● TASK TO COMPLETE
Copy out the entries that follow, unchanged.

● RECORDS TO USE
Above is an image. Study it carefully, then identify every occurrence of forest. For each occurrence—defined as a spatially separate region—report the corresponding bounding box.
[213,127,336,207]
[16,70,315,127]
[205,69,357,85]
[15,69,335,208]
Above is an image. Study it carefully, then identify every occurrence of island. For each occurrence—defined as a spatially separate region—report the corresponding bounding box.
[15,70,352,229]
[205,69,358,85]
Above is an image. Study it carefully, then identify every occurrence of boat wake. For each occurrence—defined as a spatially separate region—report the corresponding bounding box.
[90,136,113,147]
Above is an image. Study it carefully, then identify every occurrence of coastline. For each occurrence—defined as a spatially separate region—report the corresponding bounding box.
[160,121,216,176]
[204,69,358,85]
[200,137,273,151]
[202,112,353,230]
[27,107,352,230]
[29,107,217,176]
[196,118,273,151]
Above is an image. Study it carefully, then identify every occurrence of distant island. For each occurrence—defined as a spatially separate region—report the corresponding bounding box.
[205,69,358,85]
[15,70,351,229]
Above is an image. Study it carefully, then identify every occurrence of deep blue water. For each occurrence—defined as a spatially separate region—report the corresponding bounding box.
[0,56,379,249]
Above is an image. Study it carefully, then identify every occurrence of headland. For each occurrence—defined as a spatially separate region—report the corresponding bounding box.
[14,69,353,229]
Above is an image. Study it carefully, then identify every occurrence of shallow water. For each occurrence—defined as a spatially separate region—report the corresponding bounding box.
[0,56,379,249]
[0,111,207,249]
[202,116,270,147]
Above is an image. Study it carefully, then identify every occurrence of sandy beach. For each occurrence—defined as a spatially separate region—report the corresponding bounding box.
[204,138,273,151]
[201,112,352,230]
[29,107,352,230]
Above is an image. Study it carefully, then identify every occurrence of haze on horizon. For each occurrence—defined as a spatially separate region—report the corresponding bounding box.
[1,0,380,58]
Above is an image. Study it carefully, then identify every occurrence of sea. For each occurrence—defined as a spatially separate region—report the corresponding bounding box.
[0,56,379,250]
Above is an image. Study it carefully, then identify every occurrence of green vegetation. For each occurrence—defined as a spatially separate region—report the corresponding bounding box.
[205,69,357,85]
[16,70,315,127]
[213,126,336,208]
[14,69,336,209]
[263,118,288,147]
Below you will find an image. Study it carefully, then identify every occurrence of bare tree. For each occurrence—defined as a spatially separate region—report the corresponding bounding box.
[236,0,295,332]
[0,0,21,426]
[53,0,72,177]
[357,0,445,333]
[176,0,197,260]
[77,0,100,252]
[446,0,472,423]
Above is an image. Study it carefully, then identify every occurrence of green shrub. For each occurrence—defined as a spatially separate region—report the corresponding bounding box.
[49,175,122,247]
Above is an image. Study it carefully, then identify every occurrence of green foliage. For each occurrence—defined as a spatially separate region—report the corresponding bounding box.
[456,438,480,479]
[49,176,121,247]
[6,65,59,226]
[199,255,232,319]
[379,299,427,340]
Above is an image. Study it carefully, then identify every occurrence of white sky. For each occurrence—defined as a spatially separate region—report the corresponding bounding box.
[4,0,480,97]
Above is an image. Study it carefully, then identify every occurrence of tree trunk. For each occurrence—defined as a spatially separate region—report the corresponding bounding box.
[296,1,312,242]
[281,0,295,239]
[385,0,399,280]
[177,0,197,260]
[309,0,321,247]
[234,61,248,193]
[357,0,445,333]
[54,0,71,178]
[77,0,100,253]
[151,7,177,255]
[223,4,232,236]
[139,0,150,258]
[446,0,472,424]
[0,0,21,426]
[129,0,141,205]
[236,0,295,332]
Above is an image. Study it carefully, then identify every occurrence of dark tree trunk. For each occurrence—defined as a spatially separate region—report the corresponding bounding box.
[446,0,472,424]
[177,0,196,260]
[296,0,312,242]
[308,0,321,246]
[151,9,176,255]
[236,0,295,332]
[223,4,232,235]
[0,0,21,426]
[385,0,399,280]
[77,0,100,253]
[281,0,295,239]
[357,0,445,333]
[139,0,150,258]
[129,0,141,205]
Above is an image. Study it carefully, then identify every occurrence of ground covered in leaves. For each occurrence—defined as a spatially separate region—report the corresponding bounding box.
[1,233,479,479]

● RESULT
Above is an image. Study it carefully, then identify every occurrence of forest. For each occurrence—defined as a spatially separate region—report the corresponding bounding box.
[213,127,336,207]
[16,70,315,127]
[205,69,357,85]
[15,69,335,208]
Above is an image. Study it carefully, then identify every occurrence of island. For each occurrence—defined as a spatially separate region—report the corresponding bounding box.
[15,70,352,229]
[205,69,358,85]
Above is an image. Study it carefully, then identify every occurrence of boat wake. For each occurrence—defined as a spatially separate region—report the corresponding bounding box.
[90,136,113,147]
Above is an image. Study it carefully, then identify every occurrence of coastline. For each occurrence—defined as a spatially separate region—report the corresponding bounding box.
[160,121,216,176]
[204,69,358,85]
[200,137,273,151]
[202,112,353,230]
[27,107,352,230]
[29,107,217,176]
[196,118,273,151]
Above is an image. Study it carefully, then identify every occurrence of distant island. For each occurrence—defined as a spatially separate region—report the corresponding bounding box.
[205,69,358,85]
[15,70,351,229]
Above is an image. Study it carefully, then identify every occurrence of deep blue water. For each occurrence—defined as a spatially separate region—report the corresponding bounding box.
[0,56,379,249]
Above is an image. Study it carefully, then identify every occurrence of headland. For each occurrence—defined as a spatially separate region—report the corresponding bounding box.
[14,69,353,229]
Above is an image. Study it carefully, then identify every occurrence of shallow water. For each occurrence—defined as a spatially separate region—report the corresponding bounding box.
[0,56,379,249]
[0,111,207,249]
[202,116,270,147]
Above is an image. Study it carefully, then identify every occurrence of sandy beach. For each occurrence—defined as a spatially separate region—report the corresponding bounding box.
[204,138,273,151]
[201,112,352,230]
[29,107,352,230]
Above is an image. Study it carefully, then identify every occurrence of haze on horizon. For each occurrence—defined as a spatially separate region—report the corresponding bounding box.
[1,0,380,58]
Above is an image. Study it carefully, then identify every occurrence of sea. For each occurrence—defined as a spatially separate region—report the corresponding bounding box.
[0,56,379,250]
Above is an image. Study it carefully, then identify every occurrence of green vegetation. For each occurrence—defined as a spatially separate region—report the corresponding bounding box.
[205,69,357,85]
[16,70,315,127]
[213,126,336,208]
[14,69,336,209]
[263,118,288,147]
Below you will find an image. Study it carefully, then identify every occurrence of bare tree. For each occurrence—defined as a spatially separate region—report the corresponding bounding box.
[236,0,295,332]
[0,0,21,426]
[53,0,72,177]
[357,0,445,333]
[176,0,197,260]
[77,0,100,252]
[446,0,472,423]
Above is an image. Study it carefully, then identify every occurrence of green shrub. For each occurrence—defined as a spatially separate region—report the corresponding bounding box.
[49,175,122,247]
Above is an image. Study it carefully, then identify every occurrence of green foliage. For each occurrence—defined as a spatially separate region—report the corresponding bounding box.
[456,438,480,479]
[49,176,121,247]
[6,65,59,226]
[199,255,232,319]
[379,299,427,340]
Above is an image. Study it carefully, then identify every occurrence of white sky. For each occurrence—defined as a spatially separate region—report the corresponding bounding box.
[4,0,480,97]
Above is an image. Study it carefully, then identify every occurrence of tree trunk. For each occurrence—defined as a spatially separate region—report the corresponding bounding box.
[296,1,312,242]
[281,0,295,239]
[385,0,399,280]
[177,0,197,260]
[309,0,321,247]
[234,61,248,193]
[357,0,445,333]
[54,0,71,178]
[77,0,100,253]
[151,7,177,255]
[223,4,232,236]
[139,0,150,258]
[446,0,472,424]
[0,0,21,426]
[129,0,141,205]
[236,0,295,332]
Above is an image. Study it carefully, then identify every occurrence of dark tree trunk. For each occurrence—defined as a spatially separate region—report the corresponding bounding box.
[446,0,472,424]
[177,0,196,260]
[296,0,312,242]
[308,0,321,246]
[151,9,176,255]
[236,0,295,332]
[223,4,232,235]
[0,0,21,426]
[385,0,399,280]
[77,0,100,253]
[281,0,295,239]
[357,0,445,333]
[139,0,150,258]
[129,0,141,205]
Above is an image. Study it carefully, then identify every occurrence of ground covered in leaves. For each occurrence—defined as a spatially separate region—report the corresponding bounding box.
[1,233,479,479]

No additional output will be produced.